Je kleiner Wohnungen werden, desto mehr steht und fällt die Wohnqualität mit dem Vorhandensein von Stauraum (außer der Bewohner ist so diszipliniert, dass er nur mit den allernotwendigsten Dingen lebt). Konkret: Es braucht ein Extrakammerl oder eine Nische, um Waschmaschine, Staubsauger und Bügelbrett verschwinden zu lassen. Oder eine Idee, wie sich in einer Miniaturküche noch ein extraschmaler, extrahoher Küchenschrank für Lebensmittel ausgeht. Oder – ganz raffiniert – wie eine Schiebetür eine komplette Garderobe oder eine Bibliothek verbirgt, aber so aussieht, als wäre sie bloß Wand.

Seit einigen Jahren schrumpft bei Neubauprojekten die Anzahl der Quadratmeter pro Wohnung, was einerseits als Reaktion auf die stark gestiegenen Preise und die Angebotsknappheit auf dem Markt zu werten ist, sich andererseits durchaus im Sinn von Nachhaltigkeit und Effizienz argumentieren lässt.

Breite Gänge, flexible Wände

Entwickler und Architekten scheint es jedenfalls zu reizen, an Grundrissen herumzutüfteln, auch dem sehr kleinem Raum den Eindruck von Luftigkeit abzugewinnen.
········
§ Deine Aufgabe
Gib aus dem Text über Stauraum in kleinen Wohnungen die Passage wörtlich aus, beginnend mit „Seit einigen Jahren“ und fortlaufend bis einschließlich „Effizienz argumentieren lässt.“. Die Zeilen darunter werden hierfür nicht gebraucht.

Auszüge aus Daten zur Ortsbeschriftung:
········
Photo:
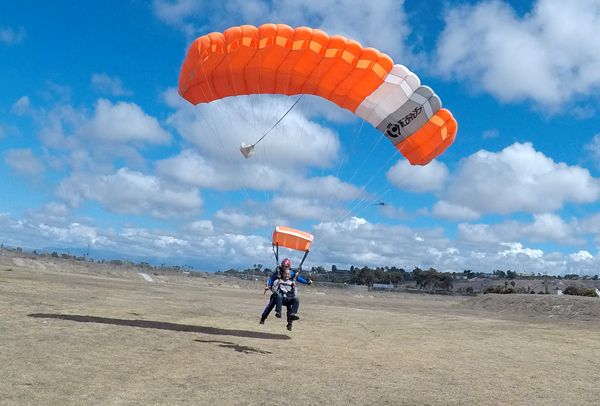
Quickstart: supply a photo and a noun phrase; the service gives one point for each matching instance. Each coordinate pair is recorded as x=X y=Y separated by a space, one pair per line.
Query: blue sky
x=97 y=148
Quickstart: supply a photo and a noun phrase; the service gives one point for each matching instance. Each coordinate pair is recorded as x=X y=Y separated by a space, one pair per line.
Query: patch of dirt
x=549 y=306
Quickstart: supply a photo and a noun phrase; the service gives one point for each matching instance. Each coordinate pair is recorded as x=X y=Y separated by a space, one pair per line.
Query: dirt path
x=76 y=338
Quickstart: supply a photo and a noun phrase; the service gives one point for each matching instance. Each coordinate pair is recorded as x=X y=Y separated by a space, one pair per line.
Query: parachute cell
x=278 y=59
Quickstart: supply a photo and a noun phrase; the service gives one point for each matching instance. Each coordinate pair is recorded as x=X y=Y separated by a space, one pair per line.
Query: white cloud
x=542 y=55
x=453 y=211
x=516 y=248
x=124 y=122
x=580 y=256
x=12 y=36
x=109 y=85
x=21 y=106
x=419 y=179
x=219 y=128
x=306 y=209
x=24 y=162
x=546 y=227
x=131 y=192
x=516 y=179
x=234 y=220
x=200 y=227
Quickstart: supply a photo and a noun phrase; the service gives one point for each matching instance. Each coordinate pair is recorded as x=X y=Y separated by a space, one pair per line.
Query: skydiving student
x=291 y=304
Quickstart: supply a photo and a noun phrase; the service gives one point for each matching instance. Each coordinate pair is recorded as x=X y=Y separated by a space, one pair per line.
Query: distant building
x=383 y=286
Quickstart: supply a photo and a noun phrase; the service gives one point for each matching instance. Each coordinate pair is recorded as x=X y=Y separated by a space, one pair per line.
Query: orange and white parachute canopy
x=291 y=238
x=279 y=59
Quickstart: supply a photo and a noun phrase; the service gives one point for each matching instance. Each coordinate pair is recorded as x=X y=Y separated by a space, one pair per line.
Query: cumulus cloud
x=131 y=192
x=516 y=179
x=580 y=256
x=124 y=122
x=545 y=227
x=539 y=56
x=419 y=179
x=234 y=220
x=24 y=162
x=22 y=106
x=218 y=130
x=12 y=36
x=109 y=85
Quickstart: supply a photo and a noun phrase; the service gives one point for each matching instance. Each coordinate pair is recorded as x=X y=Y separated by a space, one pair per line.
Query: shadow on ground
x=161 y=325
x=239 y=348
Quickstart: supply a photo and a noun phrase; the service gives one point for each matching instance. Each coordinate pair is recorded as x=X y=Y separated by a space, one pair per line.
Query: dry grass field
x=78 y=336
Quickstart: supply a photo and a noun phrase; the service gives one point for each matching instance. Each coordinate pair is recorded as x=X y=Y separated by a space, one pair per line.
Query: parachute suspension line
x=210 y=119
x=248 y=150
x=385 y=190
x=339 y=169
x=359 y=168
x=361 y=202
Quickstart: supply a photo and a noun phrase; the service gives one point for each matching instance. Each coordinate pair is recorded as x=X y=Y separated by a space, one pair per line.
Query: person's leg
x=295 y=307
x=278 y=304
x=288 y=304
x=268 y=309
········
§ Antwort
Seit einigen Jahren schrumpft bei Neubauprojekten die Anzahl der Quadratmeter pro Wohnung, was einerseits als Reaktion auf die stark gestiegenen Preise und die Angebotsknappheit auf dem Markt zu werten ist, sich andererseits durchaus im Sinn von Nachhaltigkeit und Effizienz argumentieren lässt.